Problem to work on :: Please reproduce every entry below without omitting a single line.

#####

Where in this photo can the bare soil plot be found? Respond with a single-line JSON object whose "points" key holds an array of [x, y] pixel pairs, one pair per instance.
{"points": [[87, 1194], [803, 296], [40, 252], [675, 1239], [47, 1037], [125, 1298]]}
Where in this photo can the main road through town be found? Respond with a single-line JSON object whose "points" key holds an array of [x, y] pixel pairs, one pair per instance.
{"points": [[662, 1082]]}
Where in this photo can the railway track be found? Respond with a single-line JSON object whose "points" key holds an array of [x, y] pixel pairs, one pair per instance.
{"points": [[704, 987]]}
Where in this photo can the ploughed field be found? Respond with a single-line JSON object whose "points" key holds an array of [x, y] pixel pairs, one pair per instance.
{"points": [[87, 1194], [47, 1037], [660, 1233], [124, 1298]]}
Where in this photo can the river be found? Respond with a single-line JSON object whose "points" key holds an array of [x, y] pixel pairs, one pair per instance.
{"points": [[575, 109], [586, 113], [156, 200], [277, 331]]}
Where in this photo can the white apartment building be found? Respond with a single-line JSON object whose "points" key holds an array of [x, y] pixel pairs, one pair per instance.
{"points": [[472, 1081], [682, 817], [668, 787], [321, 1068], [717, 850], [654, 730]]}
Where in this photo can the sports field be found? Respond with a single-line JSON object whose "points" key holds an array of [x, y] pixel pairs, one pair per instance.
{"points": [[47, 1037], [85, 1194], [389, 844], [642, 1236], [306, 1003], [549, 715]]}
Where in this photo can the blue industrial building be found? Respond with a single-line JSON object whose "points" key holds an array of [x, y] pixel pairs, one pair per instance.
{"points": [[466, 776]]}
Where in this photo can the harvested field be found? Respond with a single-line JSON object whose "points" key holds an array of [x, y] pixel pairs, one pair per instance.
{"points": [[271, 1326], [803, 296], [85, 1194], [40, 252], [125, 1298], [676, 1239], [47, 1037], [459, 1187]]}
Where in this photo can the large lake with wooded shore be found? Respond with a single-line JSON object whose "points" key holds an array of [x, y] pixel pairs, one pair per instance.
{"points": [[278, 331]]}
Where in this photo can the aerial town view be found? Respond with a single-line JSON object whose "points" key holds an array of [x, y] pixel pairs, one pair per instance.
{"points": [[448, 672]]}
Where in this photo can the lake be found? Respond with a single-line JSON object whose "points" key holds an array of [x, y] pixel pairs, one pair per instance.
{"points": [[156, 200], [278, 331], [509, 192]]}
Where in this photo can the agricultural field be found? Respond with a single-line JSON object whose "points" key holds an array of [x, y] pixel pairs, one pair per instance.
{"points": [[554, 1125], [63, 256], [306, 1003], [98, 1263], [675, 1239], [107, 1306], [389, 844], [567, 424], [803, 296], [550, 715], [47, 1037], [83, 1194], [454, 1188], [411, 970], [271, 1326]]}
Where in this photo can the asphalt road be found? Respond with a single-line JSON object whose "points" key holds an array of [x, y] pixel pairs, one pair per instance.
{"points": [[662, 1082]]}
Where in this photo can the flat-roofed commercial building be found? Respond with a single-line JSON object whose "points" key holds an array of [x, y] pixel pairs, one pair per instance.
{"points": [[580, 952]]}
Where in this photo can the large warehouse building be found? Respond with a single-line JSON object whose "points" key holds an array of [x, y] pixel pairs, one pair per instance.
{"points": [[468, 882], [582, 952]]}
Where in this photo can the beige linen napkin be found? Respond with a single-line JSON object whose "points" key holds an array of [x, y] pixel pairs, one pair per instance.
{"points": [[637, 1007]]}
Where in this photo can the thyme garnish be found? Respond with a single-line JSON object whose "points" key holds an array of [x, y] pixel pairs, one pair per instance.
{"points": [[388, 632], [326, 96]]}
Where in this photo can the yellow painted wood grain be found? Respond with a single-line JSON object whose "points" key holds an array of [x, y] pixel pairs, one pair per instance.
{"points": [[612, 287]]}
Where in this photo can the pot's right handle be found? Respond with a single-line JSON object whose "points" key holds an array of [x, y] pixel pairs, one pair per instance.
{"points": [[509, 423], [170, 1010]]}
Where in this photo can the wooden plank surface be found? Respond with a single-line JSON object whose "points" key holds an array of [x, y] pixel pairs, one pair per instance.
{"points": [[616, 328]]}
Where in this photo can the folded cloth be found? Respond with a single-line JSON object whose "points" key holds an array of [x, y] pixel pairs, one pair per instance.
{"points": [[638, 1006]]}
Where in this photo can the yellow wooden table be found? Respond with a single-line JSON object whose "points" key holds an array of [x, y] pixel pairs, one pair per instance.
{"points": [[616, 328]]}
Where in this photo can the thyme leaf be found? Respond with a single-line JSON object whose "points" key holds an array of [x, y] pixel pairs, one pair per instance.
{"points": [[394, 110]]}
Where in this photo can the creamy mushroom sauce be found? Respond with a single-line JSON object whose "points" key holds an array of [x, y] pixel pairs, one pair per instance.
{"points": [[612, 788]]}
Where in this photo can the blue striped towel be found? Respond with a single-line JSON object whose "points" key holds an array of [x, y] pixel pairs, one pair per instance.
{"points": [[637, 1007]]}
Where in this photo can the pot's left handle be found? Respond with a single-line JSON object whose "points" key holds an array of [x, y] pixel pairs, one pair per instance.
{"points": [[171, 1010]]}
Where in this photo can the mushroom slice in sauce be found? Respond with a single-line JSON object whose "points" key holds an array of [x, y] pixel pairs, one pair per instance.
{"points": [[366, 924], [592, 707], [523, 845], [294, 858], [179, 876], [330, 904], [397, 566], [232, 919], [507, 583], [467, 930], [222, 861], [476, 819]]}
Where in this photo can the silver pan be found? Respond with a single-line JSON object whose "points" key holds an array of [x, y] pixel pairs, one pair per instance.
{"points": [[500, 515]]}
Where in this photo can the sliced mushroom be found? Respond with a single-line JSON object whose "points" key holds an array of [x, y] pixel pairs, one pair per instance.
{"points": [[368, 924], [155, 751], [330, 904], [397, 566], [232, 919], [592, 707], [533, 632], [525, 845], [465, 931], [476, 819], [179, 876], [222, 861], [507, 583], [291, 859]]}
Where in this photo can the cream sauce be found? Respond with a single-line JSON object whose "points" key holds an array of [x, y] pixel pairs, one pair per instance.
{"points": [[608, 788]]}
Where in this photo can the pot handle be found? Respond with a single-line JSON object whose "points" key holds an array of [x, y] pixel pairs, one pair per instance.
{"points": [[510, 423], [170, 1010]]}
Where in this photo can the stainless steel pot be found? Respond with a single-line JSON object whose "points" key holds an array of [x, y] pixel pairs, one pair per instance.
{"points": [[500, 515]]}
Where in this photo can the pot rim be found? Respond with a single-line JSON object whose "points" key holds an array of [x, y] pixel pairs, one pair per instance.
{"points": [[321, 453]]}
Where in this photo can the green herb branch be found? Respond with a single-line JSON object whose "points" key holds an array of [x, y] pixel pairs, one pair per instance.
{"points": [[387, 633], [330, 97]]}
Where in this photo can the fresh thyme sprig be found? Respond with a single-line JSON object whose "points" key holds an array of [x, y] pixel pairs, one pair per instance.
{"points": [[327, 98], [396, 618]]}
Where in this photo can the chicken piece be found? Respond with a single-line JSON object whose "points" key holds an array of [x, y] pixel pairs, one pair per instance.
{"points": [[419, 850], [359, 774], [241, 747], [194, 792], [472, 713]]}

#####

Expected answer ::
Where in this photo can the bare soil plot be found? Respond with a single-line JSON object whose "points" key holds an array of [x, y] pixel pairs, one pair per instance.
{"points": [[87, 1194], [803, 296], [40, 252], [675, 1239], [47, 1037], [125, 1298]]}
Where in this photo can the main road through town be found? Respond with a single-line JSON object whose "points" key holds an array of [x, y] pixel pairs, one pair per instance.
{"points": [[662, 1082]]}
Where in this photo can the railway track be found? Respond with a single-line JSON object whose "points" key holds an array of [x, y] pixel pairs, one pair per instance.
{"points": [[704, 987]]}
Where in this photo can the ploughed field be found? Respond with a single-line JSON object whose "points" key holds an array of [x, y] pixel pairs, one pair per instance.
{"points": [[87, 1194], [47, 1037], [660, 1233], [124, 1298]]}
Where in this photo can the river be found? Respond with a single-line JSON object whose "points" key holds an array of [x, y] pixel pairs, one pair per instance.
{"points": [[575, 109], [586, 113], [156, 200], [277, 331]]}
Where in this photo can the white apartment building be found? Respond with a single-line JSON object whose "points" key holds an array of [x, y] pixel pairs, one pair per instance.
{"points": [[472, 1081], [682, 817], [668, 787], [321, 1068], [717, 850], [654, 730]]}
Where in this photo can the sports field be found? Respond with a single-line JSON object whose "points" key holds an array of [x, y] pixel pairs, one pair per instance.
{"points": [[47, 1037], [85, 1194], [389, 844], [642, 1236], [306, 1003], [549, 715]]}
Where in this photo can the blue industrial building be found? Respond with a single-line JSON object whose "points" key holds an array of [x, y] pixel pairs, one pair per instance.
{"points": [[466, 776]]}
Where in this photo can the harvested field be found? Respond with a single-line JSON object whose "points" key holds an array of [x, y] pixel pairs, one pair per instance.
{"points": [[271, 1326], [803, 296], [85, 1194], [40, 252], [125, 1298], [676, 1239], [47, 1037], [459, 1187]]}
Where in this photo can the large lake with wooded shore be found? Respond with a single-line JSON object whose "points" key holds an array of [x, y] pixel pairs, one pair per instance.
{"points": [[278, 331]]}
Where in this photo can the aerial town view be found? Respond with a single-line JSON object whose "points" key holds an array of [x, y] pixel pairs, one pair per instance.
{"points": [[448, 672]]}
Where in this photo can the lake be found? Respond with a single-line JSON object whose "points" key holds an array of [x, y] pixel pairs, one pair per instance.
{"points": [[156, 200], [278, 331], [509, 192]]}
Where in this photo can the agricultural field be found? Respond with a single-line JSON object whose "points" key holds an array of [x, y] pixel pairs, one pair per instance.
{"points": [[554, 1125], [63, 256], [306, 1003], [98, 1263], [675, 1239], [107, 1306], [389, 844], [567, 424], [803, 296], [550, 715], [47, 1037], [83, 1194], [454, 1188], [411, 970], [271, 1326]]}
Where in this photo can the asphalt road be found? Respond with a single-line JSON object whose "points" key holds an array of [x, y] pixel pairs, one pair per instance.
{"points": [[662, 1082]]}
Where in this photo can the flat-roofed commercial building be found? Respond with a single-line JSON object whose "points" key holds an array of [x, y] pixel pairs, one pair per instance.
{"points": [[580, 952]]}
Where in this photo can the large warehouse building be found? Respond with a single-line JSON object whose "points" key holds an array of [x, y] pixel pairs, one pair per instance.
{"points": [[468, 882], [582, 952]]}
Where in this photo can the beige linen napkin be found? Respond with a single-line JSON object whose "points" key holds an array of [x, y] pixel pairs, one pair per instance.
{"points": [[637, 1007]]}
Where in this photo can the thyme garnish be found? Respond with a single-line JSON object whose "points" key holds an array of [x, y] pixel pairs, one pair per instance.
{"points": [[388, 632], [326, 96]]}
Where in this photo can the yellow painted wood grain be found? Respond with a single-line JSON object whose "points" key holds an array of [x, y] pixel pairs, one pair per instance.
{"points": [[612, 287]]}
Where in this photo can the pot's right handle be found? Respond with a single-line JSON object whose "points" key holds an array of [x, y] pixel pairs, one pair per instance.
{"points": [[509, 423], [170, 1010]]}
Where in this photo can the wooden plank surface be found? Respond with a single-line JSON object whose "points" key holds an array of [x, y] pixel pairs, one pair per instance.
{"points": [[616, 328]]}
Where in this photo can the folded cloth be found? Respond with a single-line JSON object whose "points" key holds an array of [x, y] pixel pairs, one pair per instance.
{"points": [[638, 1006]]}
Where in this photo can the yellow wooden table be found? Respond with a single-line JSON object whose "points" key holds an array of [x, y] pixel pairs, one pair per instance.
{"points": [[616, 328]]}
Where in this photo can the thyme leaf be found? Respond with a single-line JSON object whose "points" key holds an array of [x, y] pixel pairs, one pair per instance.
{"points": [[394, 110]]}
Where in this photo can the creamy mushroom sauce be found? Respond with a single-line JSON object whose "points" key holds an array of [x, y] pixel pairs, one pair per instance.
{"points": [[612, 788]]}
Where in this photo can the blue striped towel be found? Respond with a single-line JSON object whose "points" key holds an array of [x, y] pixel pairs, one pair per instance.
{"points": [[637, 1007]]}
Where in this photo can the pot's left handle be found? Respond with a single-line JSON object whose "points" key holds an array of [x, y] pixel pairs, one pair per instance.
{"points": [[171, 1010]]}
Where in this photo can the mushroom slice in sauce be found? Respond with a single-line JSON object whose "points" key holds an array of [x, y] pixel pairs, one pair per instance.
{"points": [[366, 924], [592, 707], [523, 845], [294, 858], [179, 876], [330, 904], [397, 566], [232, 919], [507, 583], [467, 930], [222, 861], [476, 819]]}
Where in this photo can the silver pan be found? Respond with a single-line JSON object whose "points" key holds an array of [x, y] pixel pairs, one pair per instance.
{"points": [[500, 515]]}
Where in this photo can the sliced mushroom be found? Respond with a single-line JSON object whose "points" key holds an array of [x, y] pixel pairs, one pair per instance.
{"points": [[368, 924], [155, 751], [330, 904], [397, 566], [232, 919], [592, 707], [533, 632], [525, 845], [465, 931], [476, 819], [179, 876], [222, 861], [507, 583], [291, 859]]}
Where in this photo can the cream sauce be found? Respond with a single-line JSON object whose "points" key holds an array of [x, y] pixel pairs, one pair per instance.
{"points": [[608, 788]]}
Where in this photo can the pot handle be found? Respond with a single-line JSON object whose "points" key holds an array of [x, y] pixel pairs, one pair per instance.
{"points": [[510, 423], [170, 1010]]}
Where in this photo can the stainless steel pot be found? Respond with a single-line JSON object whose "points" key holds an array of [x, y] pixel pairs, one pair per instance.
{"points": [[500, 515]]}
Where in this photo can the pot rim be found? Respond with a single-line JSON object whose "points" key holds an array of [x, y] pixel pairs, one pair per instance.
{"points": [[321, 453]]}
Where in this photo can the green herb branch be found? Respond with a single-line JSON object whose "points" key holds an array of [x, y] pixel pairs, one pair per instance.
{"points": [[387, 633], [330, 97]]}
Where in this photo can the fresh thyme sprig be found? Respond with a single-line JSON object whose "points" key holds an array of [x, y] pixel pairs, one pair per instance.
{"points": [[327, 98], [396, 618]]}
Where in this photo can the chicken piece be found? Respond with a single-line JSON object whose "points" key holds an array of [x, y] pixel pairs, one pair per instance.
{"points": [[419, 850], [359, 774], [241, 747], [194, 792], [472, 713]]}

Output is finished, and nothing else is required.